Start of TEXT PASSAGE

A few years ago I was fishing on the river Blackwater in Essex, not far from my friend’s house. The mud glistened and crackled under a glowing hot sun. My friend was finding a new spot on the other side of the marsh, when movement in the water caught my eye.
Snub-nosed, whiskered, and swimming far from shore, an animal was looking at me. As far as I knew, my friend and I were the only people on the river that morning, yet here I was eye to eye with something that could have been a beloved pet. “Whose dog is that?” I said to myself, aloud, and the creature slid down into the icy black. Just ripples remained.
I later discovered that grey seals are common along the Blackwater, although I’d never seen one that far upriver before. In fact there are seals all along the eastern coast of England, with healthy breeding populations off the North Norfolk coast a particular attraction.
The river Thames that flows through London was found to be home to 2,866 grey seals and 797 harbour seals in 2021, according to research from the Zoological Society of London. It has also been known to accommodate bottlenose dolphins and harbour porpoises, seahorses, eels, and even sharks. Today it is considered to be one of the world’s cleanest rivers running through a city.
This is an astonishing rebound after the ZSL declared the Thames as ‘biologically dead’ in 1957.
The river has a long history of being misused. In the 1850s, the river was so choked up with effluent and industrial waste people left London due to the smell, coined ‘The Great Stink’.
'Almost all living things that existed in the waters of the Thames have disappeared or been destroyed. There is a pervading apprehension of pestilence in this great city.'
When the issue was addressed, the Thames Purification bill became law in just 18 days.
The sewage system built beneath London as a result of this bill is still in use today. But that didn’t help the toxins from metal industries working their way into the watercourse, and when parts were destroyed by German bombers in the Second World War sewage began to leak again into the river.
After the ZSL’s damning 1957 report, subsequent policies strove to heal the damage caused over years of pollution, leading to the returning mammals and fish that we see today.
But there’s still a long way to go. London’s Victorian sewage system is buckling under the weight of 9 million people. Shifting rainfall patterns due to climate change are causing more flash floods, overflowing the drains to breaking point. The water is still highly contaminated with chemicals and plastics.
It’s not a unique story, either. In fact, almost all of the UK’s waterways are so polluted they are unsafe to swim in. The 2024 State of Our Rivers report from River Trust revealed that “none of England’s river stretches are in good or high overall health.”
Pesticides and nitrates from industrial agriculture run-off have a catastrophic effect on aquatic life. Freshwater vertebrate populations have declined by a whopping 84% since 1970; twice the rate of decline of biodiversity in other ecosystems.
In 2022 alone there were nearly 400,000 instances of raw, untreated sewage being discharged into the UK’s water. This kind of national negligence is a quick way to spread disease and wipe out what remains of our aquatic life.
A recent campaign drew particular attention to the Wye Valley.
The Wye is a stunning, iconicly British landscape, a postcard of emerald hills and forests threaded by a silver ribbon of river.

End of TEXT PASSAGE

**REQUIRED ACTION 1:** List every kind of animal that the river pollution article says has been found living in the river Thames.
**REQUIRED ACTION 2:** Transcribe the part of the river pollution article starting with "But there’s still" and going on through "in other ecosystems.".
The rows below this point come from a separate source.

Start of GIVEN ENTRIES

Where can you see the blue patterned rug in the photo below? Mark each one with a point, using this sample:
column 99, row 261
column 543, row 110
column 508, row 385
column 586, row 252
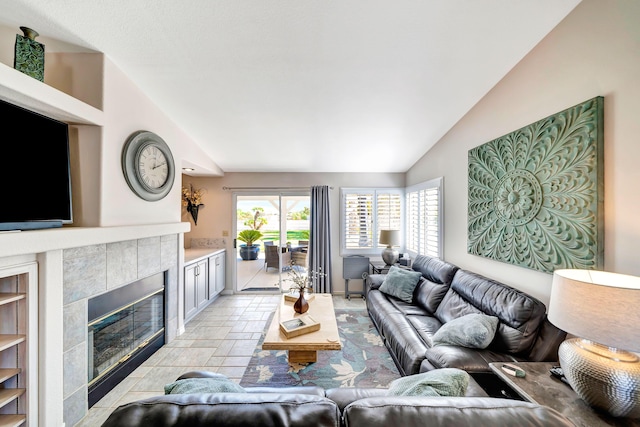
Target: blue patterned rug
column 363, row 362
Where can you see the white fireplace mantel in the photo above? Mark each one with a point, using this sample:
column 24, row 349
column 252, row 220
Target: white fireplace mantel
column 38, row 241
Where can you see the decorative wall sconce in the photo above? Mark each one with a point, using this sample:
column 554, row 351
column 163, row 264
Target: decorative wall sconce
column 192, row 199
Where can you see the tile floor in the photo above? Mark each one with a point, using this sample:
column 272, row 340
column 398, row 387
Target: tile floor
column 220, row 339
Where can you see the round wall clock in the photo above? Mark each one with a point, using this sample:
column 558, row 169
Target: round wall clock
column 147, row 164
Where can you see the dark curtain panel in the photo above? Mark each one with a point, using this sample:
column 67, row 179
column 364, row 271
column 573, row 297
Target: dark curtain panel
column 320, row 240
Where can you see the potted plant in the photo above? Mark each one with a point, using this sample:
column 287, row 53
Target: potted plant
column 249, row 251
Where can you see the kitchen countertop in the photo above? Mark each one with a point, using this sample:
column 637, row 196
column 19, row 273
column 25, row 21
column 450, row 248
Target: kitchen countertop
column 191, row 255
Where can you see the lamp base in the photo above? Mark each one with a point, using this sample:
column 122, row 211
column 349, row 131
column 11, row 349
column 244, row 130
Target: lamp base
column 604, row 377
column 390, row 256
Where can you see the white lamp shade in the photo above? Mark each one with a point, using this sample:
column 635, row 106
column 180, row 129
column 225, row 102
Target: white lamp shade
column 598, row 306
column 390, row 237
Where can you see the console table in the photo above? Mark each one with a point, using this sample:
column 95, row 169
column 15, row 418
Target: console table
column 539, row 386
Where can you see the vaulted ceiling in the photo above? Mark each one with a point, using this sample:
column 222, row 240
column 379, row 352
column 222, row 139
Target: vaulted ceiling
column 304, row 85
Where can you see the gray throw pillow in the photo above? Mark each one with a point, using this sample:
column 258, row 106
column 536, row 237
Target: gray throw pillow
column 400, row 283
column 218, row 384
column 439, row 382
column 475, row 330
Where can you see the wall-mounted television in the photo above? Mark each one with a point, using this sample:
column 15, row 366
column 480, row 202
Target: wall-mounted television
column 35, row 178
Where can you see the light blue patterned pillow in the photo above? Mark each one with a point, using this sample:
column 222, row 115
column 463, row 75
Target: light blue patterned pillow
column 439, row 382
column 475, row 330
column 219, row 384
column 400, row 283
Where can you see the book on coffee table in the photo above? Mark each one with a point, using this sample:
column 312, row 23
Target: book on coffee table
column 299, row 326
column 293, row 296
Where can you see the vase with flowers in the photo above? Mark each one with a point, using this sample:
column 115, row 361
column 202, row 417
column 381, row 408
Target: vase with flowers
column 192, row 199
column 300, row 283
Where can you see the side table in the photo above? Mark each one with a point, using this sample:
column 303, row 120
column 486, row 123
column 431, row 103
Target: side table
column 539, row 386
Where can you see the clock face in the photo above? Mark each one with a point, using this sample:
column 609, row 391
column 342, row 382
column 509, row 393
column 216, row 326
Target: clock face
column 152, row 167
column 147, row 164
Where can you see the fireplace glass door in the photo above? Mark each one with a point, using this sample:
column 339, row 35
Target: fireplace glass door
column 115, row 337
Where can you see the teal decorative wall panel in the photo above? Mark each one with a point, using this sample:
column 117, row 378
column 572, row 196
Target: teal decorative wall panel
column 536, row 194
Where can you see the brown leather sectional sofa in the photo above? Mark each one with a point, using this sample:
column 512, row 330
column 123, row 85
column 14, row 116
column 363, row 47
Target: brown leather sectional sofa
column 446, row 292
column 306, row 406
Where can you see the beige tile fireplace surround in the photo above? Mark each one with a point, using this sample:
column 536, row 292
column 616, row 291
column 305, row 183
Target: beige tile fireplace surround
column 73, row 265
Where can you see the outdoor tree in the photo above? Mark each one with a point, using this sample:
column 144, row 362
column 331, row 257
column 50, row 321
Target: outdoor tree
column 256, row 219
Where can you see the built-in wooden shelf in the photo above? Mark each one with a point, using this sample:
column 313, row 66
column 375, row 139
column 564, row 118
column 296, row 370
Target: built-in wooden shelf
column 7, row 373
column 9, row 394
column 12, row 420
column 7, row 298
column 7, row 341
column 32, row 94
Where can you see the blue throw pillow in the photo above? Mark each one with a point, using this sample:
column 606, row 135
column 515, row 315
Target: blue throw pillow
column 400, row 283
column 439, row 382
column 475, row 330
column 218, row 384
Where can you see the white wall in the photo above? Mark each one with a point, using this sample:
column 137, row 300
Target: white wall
column 128, row 110
column 216, row 216
column 595, row 51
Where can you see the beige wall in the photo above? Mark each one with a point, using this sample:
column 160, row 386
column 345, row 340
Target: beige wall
column 595, row 51
column 216, row 216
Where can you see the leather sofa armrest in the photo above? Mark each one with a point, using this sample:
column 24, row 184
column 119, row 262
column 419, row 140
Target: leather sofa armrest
column 343, row 396
column 373, row 281
column 467, row 359
column 198, row 374
column 306, row 390
column 227, row 410
column 346, row 395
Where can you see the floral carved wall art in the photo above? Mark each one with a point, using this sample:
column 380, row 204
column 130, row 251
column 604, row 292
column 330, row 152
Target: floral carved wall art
column 536, row 194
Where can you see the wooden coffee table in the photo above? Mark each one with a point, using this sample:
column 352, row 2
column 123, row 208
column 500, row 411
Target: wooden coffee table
column 304, row 348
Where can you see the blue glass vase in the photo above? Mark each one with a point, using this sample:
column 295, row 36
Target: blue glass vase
column 29, row 55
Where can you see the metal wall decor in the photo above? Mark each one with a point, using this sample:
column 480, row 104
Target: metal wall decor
column 29, row 54
column 536, row 194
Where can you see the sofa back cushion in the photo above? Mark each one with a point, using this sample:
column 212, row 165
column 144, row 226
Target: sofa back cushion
column 449, row 411
column 520, row 315
column 437, row 276
column 227, row 410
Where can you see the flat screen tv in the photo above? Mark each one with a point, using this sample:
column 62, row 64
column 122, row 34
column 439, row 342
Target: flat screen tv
column 35, row 178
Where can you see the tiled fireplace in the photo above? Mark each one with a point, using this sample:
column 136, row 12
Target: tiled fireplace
column 126, row 326
column 95, row 271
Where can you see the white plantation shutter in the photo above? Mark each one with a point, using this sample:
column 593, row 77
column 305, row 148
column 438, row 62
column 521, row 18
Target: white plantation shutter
column 366, row 211
column 358, row 220
column 389, row 212
column 424, row 218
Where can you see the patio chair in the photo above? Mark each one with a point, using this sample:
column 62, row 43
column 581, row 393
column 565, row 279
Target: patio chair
column 272, row 260
column 299, row 258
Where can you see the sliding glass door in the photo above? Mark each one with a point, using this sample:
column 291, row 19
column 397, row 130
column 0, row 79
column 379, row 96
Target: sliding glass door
column 280, row 221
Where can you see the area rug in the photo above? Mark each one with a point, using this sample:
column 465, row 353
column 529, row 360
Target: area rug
column 363, row 361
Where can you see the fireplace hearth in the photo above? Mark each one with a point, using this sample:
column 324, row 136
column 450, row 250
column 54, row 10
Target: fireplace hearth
column 126, row 326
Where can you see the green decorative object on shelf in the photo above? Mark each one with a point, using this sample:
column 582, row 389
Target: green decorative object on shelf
column 536, row 194
column 29, row 55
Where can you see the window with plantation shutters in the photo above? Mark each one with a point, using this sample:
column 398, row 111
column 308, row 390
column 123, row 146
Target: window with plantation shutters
column 424, row 218
column 366, row 211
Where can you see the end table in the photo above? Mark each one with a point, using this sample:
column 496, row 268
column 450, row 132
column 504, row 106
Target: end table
column 539, row 386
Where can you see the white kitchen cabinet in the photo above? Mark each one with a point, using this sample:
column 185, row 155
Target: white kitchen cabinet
column 204, row 279
column 216, row 274
column 195, row 287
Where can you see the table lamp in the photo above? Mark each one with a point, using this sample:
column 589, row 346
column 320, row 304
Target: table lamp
column 390, row 238
column 602, row 309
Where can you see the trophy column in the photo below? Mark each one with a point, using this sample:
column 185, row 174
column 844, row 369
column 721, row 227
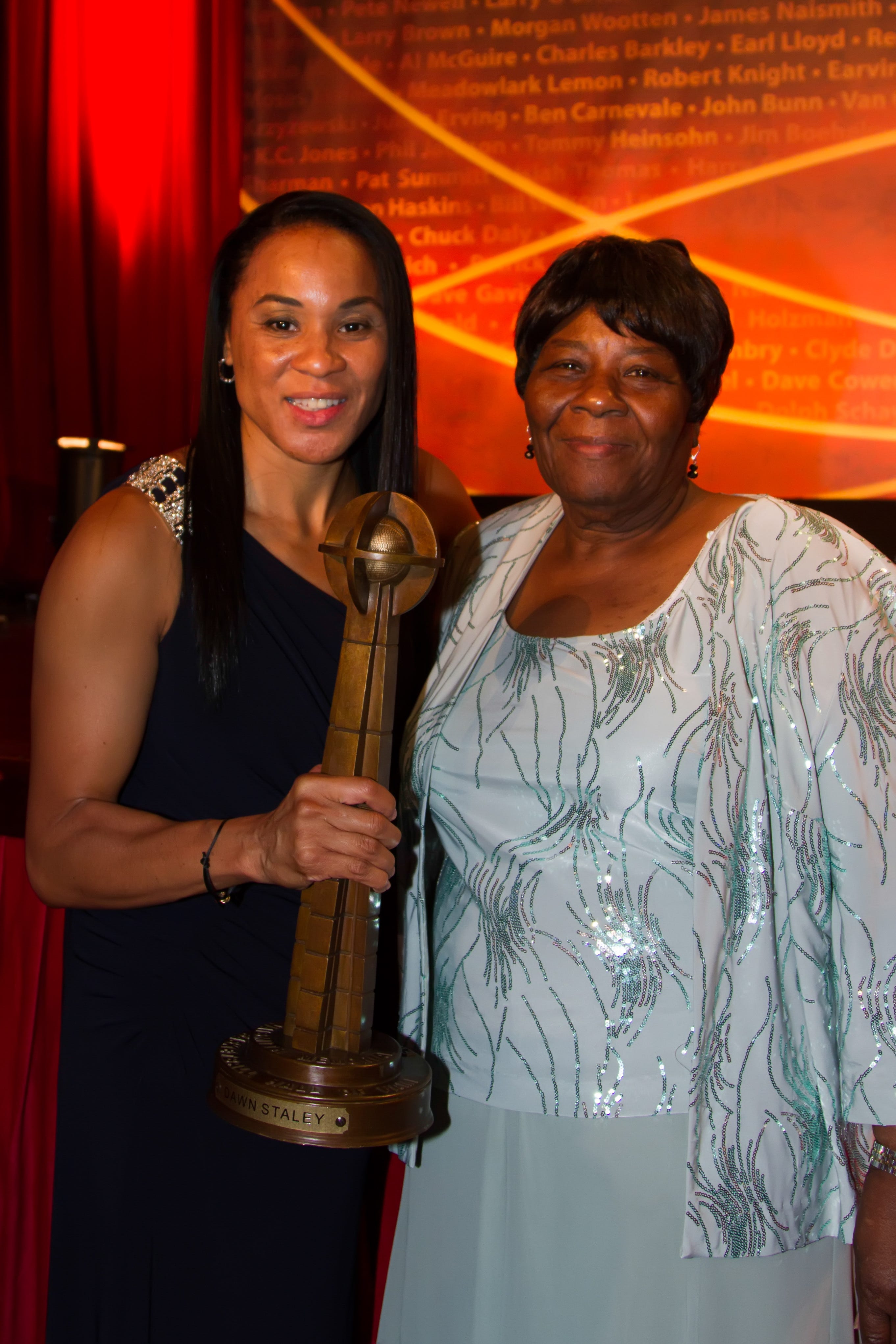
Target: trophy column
column 324, row 1077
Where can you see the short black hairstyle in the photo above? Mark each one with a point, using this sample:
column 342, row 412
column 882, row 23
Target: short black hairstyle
column 653, row 289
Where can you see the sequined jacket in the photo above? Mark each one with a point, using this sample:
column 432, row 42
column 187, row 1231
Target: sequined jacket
column 794, row 901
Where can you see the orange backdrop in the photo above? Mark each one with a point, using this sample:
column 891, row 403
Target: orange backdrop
column 492, row 134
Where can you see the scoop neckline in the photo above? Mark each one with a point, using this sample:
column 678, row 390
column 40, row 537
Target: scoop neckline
column 629, row 630
column 295, row 574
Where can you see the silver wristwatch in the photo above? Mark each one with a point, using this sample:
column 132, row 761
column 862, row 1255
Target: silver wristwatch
column 883, row 1158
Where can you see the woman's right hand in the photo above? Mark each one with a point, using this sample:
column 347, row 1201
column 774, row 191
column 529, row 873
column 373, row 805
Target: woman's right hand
column 326, row 827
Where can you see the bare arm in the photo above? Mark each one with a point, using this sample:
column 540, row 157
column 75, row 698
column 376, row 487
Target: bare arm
column 875, row 1248
column 109, row 599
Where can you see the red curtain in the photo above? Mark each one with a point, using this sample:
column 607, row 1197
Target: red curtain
column 30, row 1003
column 121, row 164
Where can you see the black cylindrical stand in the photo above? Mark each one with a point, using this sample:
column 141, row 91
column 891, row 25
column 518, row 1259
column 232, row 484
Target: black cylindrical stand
column 87, row 465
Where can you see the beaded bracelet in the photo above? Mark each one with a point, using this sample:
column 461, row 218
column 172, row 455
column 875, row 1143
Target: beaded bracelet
column 883, row 1158
column 226, row 894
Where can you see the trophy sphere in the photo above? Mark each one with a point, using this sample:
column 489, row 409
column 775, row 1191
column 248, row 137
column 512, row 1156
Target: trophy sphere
column 390, row 538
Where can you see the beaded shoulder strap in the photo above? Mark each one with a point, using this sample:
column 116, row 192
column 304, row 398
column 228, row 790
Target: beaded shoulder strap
column 163, row 482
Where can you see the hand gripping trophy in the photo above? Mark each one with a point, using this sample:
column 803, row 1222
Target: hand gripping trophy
column 324, row 1077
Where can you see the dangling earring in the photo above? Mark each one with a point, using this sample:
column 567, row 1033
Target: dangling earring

End of GIVEN ENTRIES

**ANSWER AREA 1:** grey seals, harbour seals, bottlenose dolphins, harbour porpoises, seahorses, eels, sharks

**ANSWER AREA 2:**
But there’s still a long way to go. London’s Victorian sewage system is buckling under the weight of 9 million people. Shifting rainfall patterns due to climate change are causing more flash floods, overflowing the drains to breaking point. The water is still highly contaminated with chemicals and plastics.
It’s not a unique story, either. In fact, almost all of the UK’s waterways are so polluted they are unsafe to swim in. The 2024 State of Our Rivers report from River Trust revealed that “none of England’s river stretches are in good or high overall health.”
Pesticides and nitrates from industrial agriculture run-off have a catastrophic effect on aquatic life. Freshwater vertebrate populations have declined by a whopping 84% since 1970; twice the rate of decline of biodiversity in other ecosystems.